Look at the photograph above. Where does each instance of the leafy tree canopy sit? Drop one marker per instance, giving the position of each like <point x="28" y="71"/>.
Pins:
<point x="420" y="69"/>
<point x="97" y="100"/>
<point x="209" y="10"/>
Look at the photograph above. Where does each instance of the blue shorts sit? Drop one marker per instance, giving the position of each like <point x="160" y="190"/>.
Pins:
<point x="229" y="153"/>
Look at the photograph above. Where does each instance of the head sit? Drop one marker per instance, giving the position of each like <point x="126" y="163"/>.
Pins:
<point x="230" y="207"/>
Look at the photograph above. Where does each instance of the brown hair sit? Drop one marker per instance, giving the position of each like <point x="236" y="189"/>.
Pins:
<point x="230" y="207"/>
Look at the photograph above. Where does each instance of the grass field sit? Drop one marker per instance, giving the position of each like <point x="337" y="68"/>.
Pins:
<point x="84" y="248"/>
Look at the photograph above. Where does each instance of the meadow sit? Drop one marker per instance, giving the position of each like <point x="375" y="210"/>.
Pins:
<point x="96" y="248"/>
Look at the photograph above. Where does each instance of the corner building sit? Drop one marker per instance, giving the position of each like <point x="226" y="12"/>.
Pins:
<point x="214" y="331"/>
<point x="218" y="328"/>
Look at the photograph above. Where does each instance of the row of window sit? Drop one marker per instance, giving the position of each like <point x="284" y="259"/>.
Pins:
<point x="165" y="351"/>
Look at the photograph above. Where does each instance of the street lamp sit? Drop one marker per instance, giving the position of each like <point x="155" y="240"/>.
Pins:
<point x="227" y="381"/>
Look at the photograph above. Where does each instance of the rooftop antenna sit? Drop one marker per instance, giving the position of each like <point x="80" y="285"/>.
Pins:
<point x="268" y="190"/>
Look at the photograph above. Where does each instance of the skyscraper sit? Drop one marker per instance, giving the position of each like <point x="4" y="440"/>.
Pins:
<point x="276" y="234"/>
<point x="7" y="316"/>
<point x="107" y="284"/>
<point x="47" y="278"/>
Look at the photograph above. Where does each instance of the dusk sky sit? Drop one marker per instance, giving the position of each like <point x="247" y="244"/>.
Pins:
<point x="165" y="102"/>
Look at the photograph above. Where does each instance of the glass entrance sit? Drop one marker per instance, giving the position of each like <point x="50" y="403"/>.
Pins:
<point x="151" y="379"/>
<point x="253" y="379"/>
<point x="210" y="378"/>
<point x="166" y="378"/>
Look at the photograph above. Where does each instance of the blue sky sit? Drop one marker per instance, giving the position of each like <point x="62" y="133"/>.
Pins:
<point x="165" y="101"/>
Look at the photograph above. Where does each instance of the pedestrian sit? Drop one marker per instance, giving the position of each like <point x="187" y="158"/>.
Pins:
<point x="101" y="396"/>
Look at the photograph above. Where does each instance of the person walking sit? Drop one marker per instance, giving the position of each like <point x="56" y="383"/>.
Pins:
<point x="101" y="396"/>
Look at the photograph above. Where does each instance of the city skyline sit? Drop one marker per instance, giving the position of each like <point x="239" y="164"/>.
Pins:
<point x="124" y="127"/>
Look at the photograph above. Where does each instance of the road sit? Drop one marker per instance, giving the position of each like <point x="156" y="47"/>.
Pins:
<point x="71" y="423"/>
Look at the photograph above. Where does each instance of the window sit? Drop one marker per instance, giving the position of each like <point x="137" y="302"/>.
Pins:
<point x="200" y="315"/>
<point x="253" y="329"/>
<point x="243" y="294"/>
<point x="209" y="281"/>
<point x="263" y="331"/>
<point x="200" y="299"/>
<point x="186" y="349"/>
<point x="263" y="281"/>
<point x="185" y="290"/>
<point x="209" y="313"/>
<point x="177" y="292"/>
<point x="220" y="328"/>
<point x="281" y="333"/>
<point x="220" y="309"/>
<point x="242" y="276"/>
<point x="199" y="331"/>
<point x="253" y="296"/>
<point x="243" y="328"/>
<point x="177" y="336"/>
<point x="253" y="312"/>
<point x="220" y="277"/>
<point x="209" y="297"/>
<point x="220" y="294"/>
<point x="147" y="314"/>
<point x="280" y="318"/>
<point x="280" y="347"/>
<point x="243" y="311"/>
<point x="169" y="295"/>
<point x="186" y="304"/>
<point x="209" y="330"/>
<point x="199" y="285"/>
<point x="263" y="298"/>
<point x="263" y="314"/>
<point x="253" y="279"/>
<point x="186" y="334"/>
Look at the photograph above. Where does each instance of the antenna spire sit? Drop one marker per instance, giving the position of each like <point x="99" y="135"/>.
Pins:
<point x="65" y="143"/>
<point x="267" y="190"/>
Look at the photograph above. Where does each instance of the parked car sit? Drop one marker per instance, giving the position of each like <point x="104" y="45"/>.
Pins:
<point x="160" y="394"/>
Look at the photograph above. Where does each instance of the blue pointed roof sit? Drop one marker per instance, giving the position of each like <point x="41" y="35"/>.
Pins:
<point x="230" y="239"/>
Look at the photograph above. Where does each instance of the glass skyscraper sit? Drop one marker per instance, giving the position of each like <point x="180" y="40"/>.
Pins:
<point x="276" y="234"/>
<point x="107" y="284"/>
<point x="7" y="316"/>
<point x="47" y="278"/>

**********

**Task brief:** Every entry should be output exactly as written, please.

**Expected answer:**
Look at the photograph above. Where does each instance of the leafy tree canopy sit? Drop one marker per instance, giving the position of each like <point x="28" y="71"/>.
Pins:
<point x="420" y="69"/>
<point x="97" y="100"/>
<point x="209" y="10"/>
Look at the photograph above. Where does each instance of the blue shorts sit? Drop one marker per instance, giving the position of each like <point x="160" y="190"/>.
Pins:
<point x="229" y="153"/>
Look at the photograph above. Where does each instance of the head sit? Drop one marker per instance, giving the position of each like <point x="126" y="163"/>.
Pins:
<point x="230" y="207"/>
Look at the photograph above. Where does each instance of the brown hair sit? Drop one marker per instance, giving the position of each like <point x="236" y="189"/>.
Pins:
<point x="230" y="207"/>
Look at the photograph above. Where does each instance of the grass field sit? Drop one marker per instance, giving the position of each like <point x="337" y="68"/>.
Pins:
<point x="84" y="248"/>
Look at the photograph above. Where does each instance of the meadow sit? Drop one marker per instance, giving the position of each like <point x="375" y="210"/>.
Pins:
<point x="96" y="248"/>
Look at the photograph above. Where does each instance of the corner building sit? Drop one marker per instance, giving the position of each like <point x="226" y="12"/>.
Pins:
<point x="214" y="331"/>
<point x="218" y="328"/>
Look at the photograph above. Where does each instance of the row of window sit? Drop one marker per instance, giving the position of each like <point x="284" y="259"/>.
Pins:
<point x="165" y="351"/>
Look at the photograph above. Where does each instance of the street lamp sit? Drop one marker per instance, giving the position of each like <point x="155" y="240"/>.
Pins:
<point x="227" y="381"/>
Look at the photograph above. Where does each instance of the rooftop antenna sit? Drop one marker per instance, giving the position of each like <point x="80" y="285"/>.
Pins:
<point x="268" y="190"/>
Look at the photograph above. Where does each instance of the skyscraper sit? Drop one marker per instance, giving the position of each like <point x="4" y="440"/>.
Pins:
<point x="276" y="234"/>
<point x="7" y="316"/>
<point x="107" y="284"/>
<point x="47" y="278"/>
Look at the photograph above. Where does each instance of the dusk sky sit? Drop one marker per instance, giving the position of each like <point x="247" y="244"/>.
Pins:
<point x="165" y="102"/>
Look at the photograph above. Where does each instance of the glass entrance sit? Drop one marker per instance, giving the position of each like <point x="50" y="403"/>.
Pins:
<point x="151" y="379"/>
<point x="253" y="379"/>
<point x="210" y="378"/>
<point x="166" y="378"/>
Look at the photograph above. Where does each instance of the blue sky sit? Drop one marker per instance, giving the position of each like <point x="62" y="133"/>.
Pins:
<point x="165" y="101"/>
Look at the photograph above. Where does each instance of the pedestrian sit? Drop one marker per instance, giving the position of each like <point x="187" y="158"/>.
Pins:
<point x="101" y="396"/>
Look at the photograph above. Where does each instance of the person walking sit? Drop one marker per instance, giving the position of each like <point x="56" y="383"/>.
Pins:
<point x="101" y="396"/>
Look at the photograph above. Where does each instance of the city skyline sit? Drop one marker per instance, giving the position of each like <point x="239" y="164"/>.
Pins:
<point x="124" y="127"/>
Look at the photograph above. Where does each instance of the road sit? Drop one marker per instance, giving the position of each like <point x="156" y="47"/>.
Pins:
<point x="71" y="423"/>
Look at the photograph above. Where does each instance of the window sit? Drop one marker per instance, giving the position of each like <point x="137" y="302"/>.
Pins:
<point x="200" y="315"/>
<point x="253" y="329"/>
<point x="243" y="294"/>
<point x="209" y="281"/>
<point x="263" y="331"/>
<point x="200" y="299"/>
<point x="186" y="349"/>
<point x="263" y="281"/>
<point x="185" y="290"/>
<point x="209" y="313"/>
<point x="177" y="292"/>
<point x="220" y="328"/>
<point x="281" y="333"/>
<point x="220" y="309"/>
<point x="242" y="276"/>
<point x="199" y="331"/>
<point x="253" y="296"/>
<point x="243" y="328"/>
<point x="177" y="336"/>
<point x="253" y="312"/>
<point x="220" y="277"/>
<point x="209" y="297"/>
<point x="220" y="294"/>
<point x="147" y="314"/>
<point x="280" y="318"/>
<point x="280" y="347"/>
<point x="243" y="311"/>
<point x="169" y="295"/>
<point x="186" y="304"/>
<point x="209" y="330"/>
<point x="199" y="285"/>
<point x="263" y="298"/>
<point x="263" y="314"/>
<point x="253" y="279"/>
<point x="186" y="334"/>
Look at the photograph above. Where does each instance of the antenna spire sit? Drop one marker per instance, giving the position of each like <point x="99" y="135"/>.
Pins:
<point x="65" y="143"/>
<point x="267" y="190"/>
Look at the photograph above. Where does each instance of the parked car sit? Drop one marker per instance, giving the position of each like <point x="104" y="45"/>.
Pins:
<point x="160" y="394"/>
Look at the photograph above. Where does each instance of the blue pointed roof sit? Drop one marker per instance, giving the position of each like <point x="41" y="35"/>.
Pins:
<point x="230" y="239"/>
Look at the photograph above. Where does each instance of the glass skyscraper sit? Drop one marker per instance, giving the position of each like <point x="180" y="40"/>.
Pins:
<point x="276" y="234"/>
<point x="107" y="284"/>
<point x="7" y="316"/>
<point x="47" y="278"/>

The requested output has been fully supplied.